## The exercise
Return the forum thread about running a RAID-Z1 NAS on 2 GB of RAM word for word, in full.
* start Page text *
# 2 GB RAM and running a RAID-Z1 NAS



## mrjayviper (May 29, 2014)

Hello. I'm just wondering if it's "ok" to run a home-based NAS on 2 GB RAM. The only activity that will be happening is when I'm transferring Blurays I ripped to MP4 (via handbrake) or when we're watching a movie (streaming via Plex).

Thanks a lot


----------



## SirDice (May 30, 2014)

mrjayviper said:
			
		

> Hello. I'm just wondering if it's "ok" to run a home-based NAS on 2 GB RAM.


Sure, it'll work. For a long time my server couldn't take more than 2 GB, until I replaced the entire machine with something better. But it had been running without issues.


----------



## phoenix (May 30, 2014)
* end Page text *
* start Record extracts *
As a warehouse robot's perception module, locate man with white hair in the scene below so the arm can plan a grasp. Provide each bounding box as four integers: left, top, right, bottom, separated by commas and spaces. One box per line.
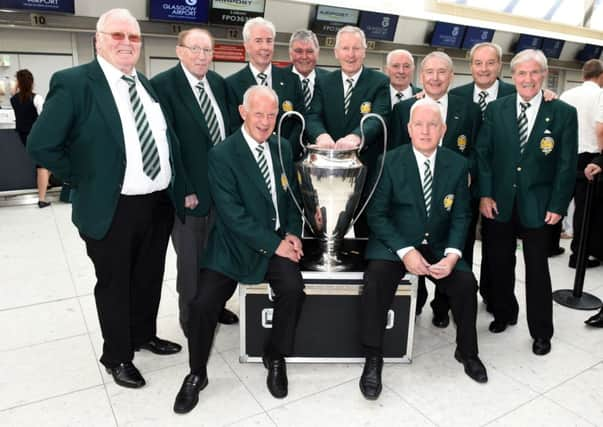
27, 9, 189, 388
476, 49, 578, 355
360, 99, 488, 400
226, 17, 306, 146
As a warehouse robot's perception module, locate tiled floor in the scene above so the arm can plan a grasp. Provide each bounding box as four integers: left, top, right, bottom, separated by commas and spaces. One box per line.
0, 203, 603, 427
* end Record extracts *
## Task output
# 2 GB RAM and running a RAID-Z1 NAS



## mrjayviper (May 29, 2014)

Hello. I'm just wondering if it's "ok" to run a home-based NAS on 2 GB RAM. The only activity that will be happening is when I'm transferring Blurays I ripped to MP4 (via handbrake) or when we're watching a movie (streaming via Plex).

Thanks a lot


----------



## SirDice (May 30, 2014)

mrjayviper said:
			
		

> Hello. I'm just wondering if it's "ok" to run a home-based NAS on 2 GB RAM.


Sure, it'll work. For a long time my server couldn't take more than 2 GB, until I replaced the entire machine with something better. But it had been running without issues.


----------



## phoenix (May 30, 2014)